La Semaine des médias à l’école n’aura pas lieu cette année

Presse à l’école en Suisse romande • Développer l’usage pratique et critique des supports, instruments et technologies de l’information et de la communication fait partie des finalités de l’école publique romande. Plutôt que de déprogrammer la Semaine des médias, il faudrait multiplier les actions de sensibilisation des écoliers et des écolières au monde de la presse. Une décision révélatrice.

La traditionnelle Semaine des médias à l’école n’aura pas lieu cette année scolaire (2017-2018) en Romandie. L’organe faîtier de l’école publique romande, la Conférence intercantonale de l’instruction publique de la Suisse romande et du Tessin (CIIP), a en effet décidé de reporter l’organisation de la prochaine édition à novembre 2018. Raison invoquée, la collision avec la Semaine de la langue française et de la francophonie qui a aussi lieu en mars.

La décision prise par la CIIP est pour le moins surprenante et difficile à comprendre, car l’éducation aux médias et à la critique de l’information est un enjeu éducatif majeur aujourd’hui. Dès le plus jeune âge, les enfants utilisent intensément leur smartphone pour communiquer et accéder à des contenus sans limite. Il est indispensable de leur permettre de développer des comportements et des compétences médiatiques appropriées (à renouveler constamment). En outre, faire mieux connaître la presse écrite et audiovisuelle pour donner le goût aux jeunes de consulter de l’information de qualité est essentiel, alors que la presse est en danger dans notre pays.

Les lignes:
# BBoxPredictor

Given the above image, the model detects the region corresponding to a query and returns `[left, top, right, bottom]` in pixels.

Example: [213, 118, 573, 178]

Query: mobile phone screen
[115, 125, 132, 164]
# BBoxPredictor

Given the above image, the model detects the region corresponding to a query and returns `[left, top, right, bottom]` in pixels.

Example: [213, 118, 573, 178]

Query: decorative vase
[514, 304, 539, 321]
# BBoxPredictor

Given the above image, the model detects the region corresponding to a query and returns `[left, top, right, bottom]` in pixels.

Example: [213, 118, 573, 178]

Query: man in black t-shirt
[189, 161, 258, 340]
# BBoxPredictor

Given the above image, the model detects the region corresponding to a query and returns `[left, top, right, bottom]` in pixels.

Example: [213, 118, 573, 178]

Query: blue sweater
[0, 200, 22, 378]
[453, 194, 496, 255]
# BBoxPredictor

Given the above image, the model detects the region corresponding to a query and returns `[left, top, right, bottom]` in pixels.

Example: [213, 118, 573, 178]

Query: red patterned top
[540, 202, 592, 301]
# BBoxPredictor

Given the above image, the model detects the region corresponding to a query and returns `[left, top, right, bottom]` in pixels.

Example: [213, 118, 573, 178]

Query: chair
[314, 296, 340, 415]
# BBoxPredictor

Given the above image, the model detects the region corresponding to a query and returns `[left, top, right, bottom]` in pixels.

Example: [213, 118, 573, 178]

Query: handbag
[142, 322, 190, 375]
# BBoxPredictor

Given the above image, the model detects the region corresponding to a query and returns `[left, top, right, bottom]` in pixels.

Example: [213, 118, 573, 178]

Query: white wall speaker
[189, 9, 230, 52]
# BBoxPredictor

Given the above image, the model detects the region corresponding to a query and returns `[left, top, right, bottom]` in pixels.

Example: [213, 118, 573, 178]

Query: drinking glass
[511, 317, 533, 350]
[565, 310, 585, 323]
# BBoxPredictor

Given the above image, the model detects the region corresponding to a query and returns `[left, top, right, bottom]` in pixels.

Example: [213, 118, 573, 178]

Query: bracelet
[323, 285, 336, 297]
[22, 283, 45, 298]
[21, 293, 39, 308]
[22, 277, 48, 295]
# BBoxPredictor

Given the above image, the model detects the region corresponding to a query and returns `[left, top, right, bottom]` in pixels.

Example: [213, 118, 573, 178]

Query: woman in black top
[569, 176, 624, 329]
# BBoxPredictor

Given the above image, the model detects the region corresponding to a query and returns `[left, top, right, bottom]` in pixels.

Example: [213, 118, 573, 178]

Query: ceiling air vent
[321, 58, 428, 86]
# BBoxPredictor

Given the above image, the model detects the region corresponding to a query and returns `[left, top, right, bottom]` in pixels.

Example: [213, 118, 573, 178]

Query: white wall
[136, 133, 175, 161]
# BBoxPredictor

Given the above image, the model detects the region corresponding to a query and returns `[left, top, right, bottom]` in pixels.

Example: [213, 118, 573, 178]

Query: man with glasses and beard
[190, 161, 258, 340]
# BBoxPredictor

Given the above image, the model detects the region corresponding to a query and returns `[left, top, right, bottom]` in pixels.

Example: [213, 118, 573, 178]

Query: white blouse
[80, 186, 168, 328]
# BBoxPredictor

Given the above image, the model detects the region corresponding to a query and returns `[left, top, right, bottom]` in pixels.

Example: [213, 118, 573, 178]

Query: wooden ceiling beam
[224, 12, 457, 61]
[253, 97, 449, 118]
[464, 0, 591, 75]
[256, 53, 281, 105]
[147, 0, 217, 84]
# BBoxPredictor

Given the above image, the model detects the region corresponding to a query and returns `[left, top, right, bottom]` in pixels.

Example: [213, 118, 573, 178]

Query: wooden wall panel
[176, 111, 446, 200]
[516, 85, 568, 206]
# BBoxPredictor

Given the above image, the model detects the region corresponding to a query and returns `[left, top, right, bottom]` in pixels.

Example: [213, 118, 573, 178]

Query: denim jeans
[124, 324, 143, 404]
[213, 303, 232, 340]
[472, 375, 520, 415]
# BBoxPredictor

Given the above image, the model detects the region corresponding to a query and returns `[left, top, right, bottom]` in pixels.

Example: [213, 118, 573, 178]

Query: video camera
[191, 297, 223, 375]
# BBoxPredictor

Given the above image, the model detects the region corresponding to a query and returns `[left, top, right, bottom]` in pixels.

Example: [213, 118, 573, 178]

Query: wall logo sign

Consigne:
Recopiez tel quel le passage de l'extrait sur la Semaine des médias qui commence par « La décision prise » et se termine par « dans notre pays. ». Ces lignes n'ont aucun rôle à jouer ici.

Réponse:
La décision prise par la CIIP est pour le moins surprenante et difficile à comprendre, car l’éducation aux médias et à la critique de l’information est un enjeu éducatif majeur aujourd’hui. Dès le plus jeune âge, les enfants utilisent intensément leur smartphone pour communiquer et accéder à des contenus sans limite. Il est indispensable de leur permettre de développer des comportements et des compétences médiatiques appropriées (à renouveler constamment). En outre, faire mieux connaître la presse écrite et audiovisuelle pour donner le goût aux jeunes de consulter de l’information de qualité est essentiel, alors que la presse est en danger dans notre pays.